▸ To do: Please answer from the text on transition below: what was the writer taking when no one had yet told them trans people existed?

▸ Selected text:
Concerning looks, as my body gets more feminine, I am less and less comfortable with seeing a dick on a feminine body. I don't have anything of course against trans girls with dicks, but that's just me. It just doesn't feel right, like seeing a shitstain on the Mona Lisa
No, neither at the idea of being a woman. Being in a woman's body is what makes me confortable with myself. With HRT, everything is slowly becoming more confortable to live with and less of a dysphoric burden.
Am I supposed to masturbate thinking about myself being a woman or having a vagina?
I don't like much how there are walk-in clinic to get HRT in the USA. It should be a result from a prescription from a professional.
I know the trans community doesn't like you very much because they are themselves afraid, but all of you are 100% valid. I'm glad there is a place where you can discuss those things that are taboo on the trans community. And it's sad that there is even much more hate towards detrans than trans people
I'm not sexually aroused by the idea of having a vagina. I want a vagina because I am too dysphoric with my penis and want to be able to perform intimate activities.
I don't have any libido since HRT and even if I don't have any sensations I would be happy. And who cares if my dating pool is exempt of transphobes or people who don't like neovaginas? A lot of people are okay with that, all of my friends are in a relationship, it's not the end of the world.
Also my life has been plagued with depression and suicide attempts, HRT only made my life better ever since. It's okay for you to be crude, that's what I'm looking for.
Concerning dementia, I will make sure to let my family know to put me down if I am completely out of my mind. I've seen it on cis elder people and I absolutely don't want to live a life like that.
I also know and am aware that neo-vaginas are just an inverted penis stuck into a hole with the gland (how is it called in English?) used to make a simili-clitoris. That results in something that looks like a vagina, but of course isn't.
Even if my sex life would not be comparable to that of a cis woman, being confortable in the bedroom with someone would already be a blessing.
It's an interesting story, but that I don't relate at all. He said himself that he transisionned because of trauma, grooming, social expectations, etc...
My transition is for myself. No one told me trans people existed when I started taking herbal hormones. No one groomed me or sexually assaulted me. I don't care if people call me a man in a dress or hate me, I do this for myself only.
It's sad that he didn't have proper therapy before transitioning, as it should, at least where I am. All of his trouble could have been avoided.
I tried therapy and advices from sexologist to try and endure my penis and lessening dysphoria, but nothing ever worked.
I'm having a little hard time understanding, but I think I understand your point.
I would consider my attempt to live at peace with what I have as the period where I tried my best to embrace my body and be a real man. And it kinda worked, but there was a constant discomfort that just wouldn't go away.
That's when I considered that transition was the good idea as I tried my best to deal with what I had. Is this what you meant?
But anyway, I've done shrooms and LSD and honestly it just makes me LOVE everyone around me. It makes me so empathetic it's ridiculous, crying when they tell me their problems because I completely put myself in their situations.

▸ Given information:
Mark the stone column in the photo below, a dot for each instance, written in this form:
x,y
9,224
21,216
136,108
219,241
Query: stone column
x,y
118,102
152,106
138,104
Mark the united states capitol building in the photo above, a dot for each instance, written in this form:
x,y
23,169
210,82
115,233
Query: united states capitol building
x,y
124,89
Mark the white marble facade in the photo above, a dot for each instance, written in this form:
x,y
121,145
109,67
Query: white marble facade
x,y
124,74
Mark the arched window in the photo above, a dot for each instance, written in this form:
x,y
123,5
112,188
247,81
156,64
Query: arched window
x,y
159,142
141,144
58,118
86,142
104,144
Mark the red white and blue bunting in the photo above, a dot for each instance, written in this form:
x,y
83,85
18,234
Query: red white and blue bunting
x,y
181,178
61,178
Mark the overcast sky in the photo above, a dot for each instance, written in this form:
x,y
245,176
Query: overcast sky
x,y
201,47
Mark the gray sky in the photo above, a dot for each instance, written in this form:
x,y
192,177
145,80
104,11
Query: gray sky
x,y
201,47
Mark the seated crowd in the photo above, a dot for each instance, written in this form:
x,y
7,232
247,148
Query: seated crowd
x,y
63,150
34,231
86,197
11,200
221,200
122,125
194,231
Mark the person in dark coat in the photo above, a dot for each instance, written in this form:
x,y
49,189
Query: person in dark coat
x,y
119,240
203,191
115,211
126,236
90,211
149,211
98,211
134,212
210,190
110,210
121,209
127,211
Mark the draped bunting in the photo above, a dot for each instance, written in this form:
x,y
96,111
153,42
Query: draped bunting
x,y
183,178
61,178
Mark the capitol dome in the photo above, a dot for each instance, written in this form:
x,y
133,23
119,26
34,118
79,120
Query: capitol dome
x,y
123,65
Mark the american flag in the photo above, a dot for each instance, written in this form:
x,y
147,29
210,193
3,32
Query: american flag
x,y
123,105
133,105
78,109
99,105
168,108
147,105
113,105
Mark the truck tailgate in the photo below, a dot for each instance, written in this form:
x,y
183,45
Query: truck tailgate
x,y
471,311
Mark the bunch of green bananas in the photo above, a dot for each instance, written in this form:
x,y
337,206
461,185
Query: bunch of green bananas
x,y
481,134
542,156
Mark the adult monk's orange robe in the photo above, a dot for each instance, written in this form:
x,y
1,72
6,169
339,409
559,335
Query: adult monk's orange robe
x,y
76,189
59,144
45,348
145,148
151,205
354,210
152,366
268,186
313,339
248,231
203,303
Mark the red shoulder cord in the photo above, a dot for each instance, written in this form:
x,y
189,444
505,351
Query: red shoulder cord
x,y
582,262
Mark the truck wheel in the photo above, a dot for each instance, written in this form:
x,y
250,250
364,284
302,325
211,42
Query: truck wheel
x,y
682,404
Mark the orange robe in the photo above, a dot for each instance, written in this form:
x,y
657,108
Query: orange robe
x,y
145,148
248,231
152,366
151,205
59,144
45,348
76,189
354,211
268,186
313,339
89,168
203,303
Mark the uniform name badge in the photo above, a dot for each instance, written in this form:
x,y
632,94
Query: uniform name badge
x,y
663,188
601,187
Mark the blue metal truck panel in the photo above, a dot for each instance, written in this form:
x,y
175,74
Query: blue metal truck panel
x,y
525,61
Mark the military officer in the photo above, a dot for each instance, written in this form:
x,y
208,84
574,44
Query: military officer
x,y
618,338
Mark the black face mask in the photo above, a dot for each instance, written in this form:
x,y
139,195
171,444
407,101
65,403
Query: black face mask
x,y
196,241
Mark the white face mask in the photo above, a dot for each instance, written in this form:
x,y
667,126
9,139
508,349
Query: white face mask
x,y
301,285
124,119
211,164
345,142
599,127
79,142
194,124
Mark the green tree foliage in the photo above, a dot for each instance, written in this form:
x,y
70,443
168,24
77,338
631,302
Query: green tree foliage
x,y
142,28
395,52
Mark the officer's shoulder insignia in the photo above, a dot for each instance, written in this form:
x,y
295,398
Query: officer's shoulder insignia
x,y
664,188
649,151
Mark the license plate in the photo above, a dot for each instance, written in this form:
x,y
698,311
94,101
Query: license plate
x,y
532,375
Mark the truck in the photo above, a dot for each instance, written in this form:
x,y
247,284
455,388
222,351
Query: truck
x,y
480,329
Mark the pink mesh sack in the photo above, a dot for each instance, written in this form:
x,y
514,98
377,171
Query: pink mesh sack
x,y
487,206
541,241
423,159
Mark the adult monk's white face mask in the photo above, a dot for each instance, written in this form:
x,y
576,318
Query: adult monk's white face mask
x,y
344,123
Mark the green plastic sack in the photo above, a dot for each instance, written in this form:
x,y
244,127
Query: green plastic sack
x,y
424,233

▸ Answer below: Herbal hormones.